===== MATERIAL SHOWN
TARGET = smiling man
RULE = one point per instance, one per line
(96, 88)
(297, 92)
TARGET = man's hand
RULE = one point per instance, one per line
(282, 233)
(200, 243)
==========
WHAT YOU SHOULD DO:
The answer is every entry, repeated word for word.

SOLUTION TO THIS TASK:
TARGET = smiling man
RULE = one point per instance, one per line
(96, 88)
(297, 92)
TARGET = man's hand
RULE = one point per instance, one per line
(282, 233)
(200, 243)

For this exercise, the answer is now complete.